(The task): Having read the listing below, repeat it exactly.

(Records for this exercise):
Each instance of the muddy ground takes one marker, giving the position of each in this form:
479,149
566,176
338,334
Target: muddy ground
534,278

(Solution to this task):
Each instance of the muddy ground takes one marker, giving the position of each in this form:
479,149
566,176
338,334
Target: muddy ground
534,278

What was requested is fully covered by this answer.